__EXERCISE DATA__
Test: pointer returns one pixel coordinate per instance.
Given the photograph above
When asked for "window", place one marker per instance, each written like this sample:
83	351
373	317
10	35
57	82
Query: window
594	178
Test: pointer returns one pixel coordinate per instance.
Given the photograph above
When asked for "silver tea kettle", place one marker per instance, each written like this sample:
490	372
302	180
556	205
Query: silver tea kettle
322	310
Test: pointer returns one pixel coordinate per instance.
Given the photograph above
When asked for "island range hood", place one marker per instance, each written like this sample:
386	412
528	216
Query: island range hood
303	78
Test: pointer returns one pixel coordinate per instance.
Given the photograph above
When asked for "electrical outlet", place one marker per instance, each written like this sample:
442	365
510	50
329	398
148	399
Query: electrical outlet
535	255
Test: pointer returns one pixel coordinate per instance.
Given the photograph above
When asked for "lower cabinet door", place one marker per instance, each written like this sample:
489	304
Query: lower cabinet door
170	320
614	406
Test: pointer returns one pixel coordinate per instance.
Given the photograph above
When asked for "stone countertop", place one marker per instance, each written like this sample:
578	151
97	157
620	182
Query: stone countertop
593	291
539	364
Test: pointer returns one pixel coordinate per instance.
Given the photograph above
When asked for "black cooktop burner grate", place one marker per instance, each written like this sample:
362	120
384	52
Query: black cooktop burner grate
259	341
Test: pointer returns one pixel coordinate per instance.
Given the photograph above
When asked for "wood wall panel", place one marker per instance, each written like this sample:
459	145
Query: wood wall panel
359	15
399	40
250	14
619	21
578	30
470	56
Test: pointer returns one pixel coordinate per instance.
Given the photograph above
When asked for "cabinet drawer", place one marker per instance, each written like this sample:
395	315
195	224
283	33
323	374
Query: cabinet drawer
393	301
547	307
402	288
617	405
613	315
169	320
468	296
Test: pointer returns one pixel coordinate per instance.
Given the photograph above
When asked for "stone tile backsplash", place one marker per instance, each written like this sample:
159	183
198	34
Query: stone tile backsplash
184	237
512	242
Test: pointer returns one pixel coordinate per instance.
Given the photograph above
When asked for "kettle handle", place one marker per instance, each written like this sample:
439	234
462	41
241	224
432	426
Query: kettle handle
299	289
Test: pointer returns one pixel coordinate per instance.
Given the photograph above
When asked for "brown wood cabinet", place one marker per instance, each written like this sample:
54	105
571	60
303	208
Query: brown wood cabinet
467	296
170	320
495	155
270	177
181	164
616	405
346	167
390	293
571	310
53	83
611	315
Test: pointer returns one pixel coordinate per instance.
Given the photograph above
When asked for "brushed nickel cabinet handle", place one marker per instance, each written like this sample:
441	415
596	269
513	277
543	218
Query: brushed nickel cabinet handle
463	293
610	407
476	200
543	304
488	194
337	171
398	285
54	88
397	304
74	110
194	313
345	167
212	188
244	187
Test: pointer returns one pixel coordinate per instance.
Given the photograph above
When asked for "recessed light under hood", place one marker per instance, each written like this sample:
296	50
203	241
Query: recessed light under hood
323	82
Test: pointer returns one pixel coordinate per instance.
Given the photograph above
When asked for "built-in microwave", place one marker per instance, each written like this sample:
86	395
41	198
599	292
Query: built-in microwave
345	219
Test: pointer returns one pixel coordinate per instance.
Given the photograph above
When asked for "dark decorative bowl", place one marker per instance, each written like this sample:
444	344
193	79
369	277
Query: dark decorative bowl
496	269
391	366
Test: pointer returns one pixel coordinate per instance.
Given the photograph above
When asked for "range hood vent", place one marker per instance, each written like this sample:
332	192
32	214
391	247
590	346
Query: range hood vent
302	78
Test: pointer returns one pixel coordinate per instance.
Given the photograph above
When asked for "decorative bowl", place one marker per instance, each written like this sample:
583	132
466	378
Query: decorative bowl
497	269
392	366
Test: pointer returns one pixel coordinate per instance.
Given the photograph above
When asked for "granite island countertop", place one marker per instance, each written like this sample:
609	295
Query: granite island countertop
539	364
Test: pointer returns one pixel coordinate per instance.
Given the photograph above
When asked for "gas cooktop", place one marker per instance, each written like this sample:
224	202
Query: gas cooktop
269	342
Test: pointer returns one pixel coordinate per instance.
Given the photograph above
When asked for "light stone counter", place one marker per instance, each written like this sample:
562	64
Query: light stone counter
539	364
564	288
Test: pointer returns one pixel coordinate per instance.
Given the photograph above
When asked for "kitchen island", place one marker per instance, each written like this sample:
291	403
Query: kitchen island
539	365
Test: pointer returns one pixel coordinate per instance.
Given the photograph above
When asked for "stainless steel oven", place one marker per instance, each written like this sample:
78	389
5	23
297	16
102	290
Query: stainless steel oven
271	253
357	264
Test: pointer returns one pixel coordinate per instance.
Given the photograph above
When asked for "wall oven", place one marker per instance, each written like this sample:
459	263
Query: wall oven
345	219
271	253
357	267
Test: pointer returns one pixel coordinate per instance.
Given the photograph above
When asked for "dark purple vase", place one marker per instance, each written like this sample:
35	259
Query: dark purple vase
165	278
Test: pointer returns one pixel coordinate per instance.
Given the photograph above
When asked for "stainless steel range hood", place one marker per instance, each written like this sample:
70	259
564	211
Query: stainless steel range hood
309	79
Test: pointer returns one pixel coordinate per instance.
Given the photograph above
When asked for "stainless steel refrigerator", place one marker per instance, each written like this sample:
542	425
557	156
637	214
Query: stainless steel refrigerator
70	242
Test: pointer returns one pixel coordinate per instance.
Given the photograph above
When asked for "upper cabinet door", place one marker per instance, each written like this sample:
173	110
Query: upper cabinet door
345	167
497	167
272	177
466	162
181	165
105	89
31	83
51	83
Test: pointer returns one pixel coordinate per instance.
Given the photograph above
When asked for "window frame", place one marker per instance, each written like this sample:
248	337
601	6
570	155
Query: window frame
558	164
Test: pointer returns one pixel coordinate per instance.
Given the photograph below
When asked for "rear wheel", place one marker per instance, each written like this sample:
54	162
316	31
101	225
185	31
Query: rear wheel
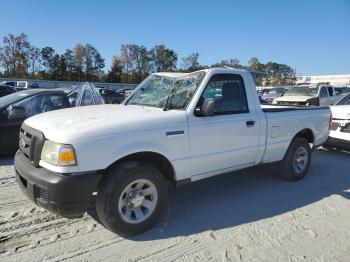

__WORK TO DO__
Pick out each line in the rows above that contains the string "refrigerator", and copy every such line in full. Case counts, so match uppercase and lowercase letters exactly.

__RESULT__
When asked for "stainless steel refrigerator", place one marker per instance, each written like this sample:
Query: stainless steel refrigerator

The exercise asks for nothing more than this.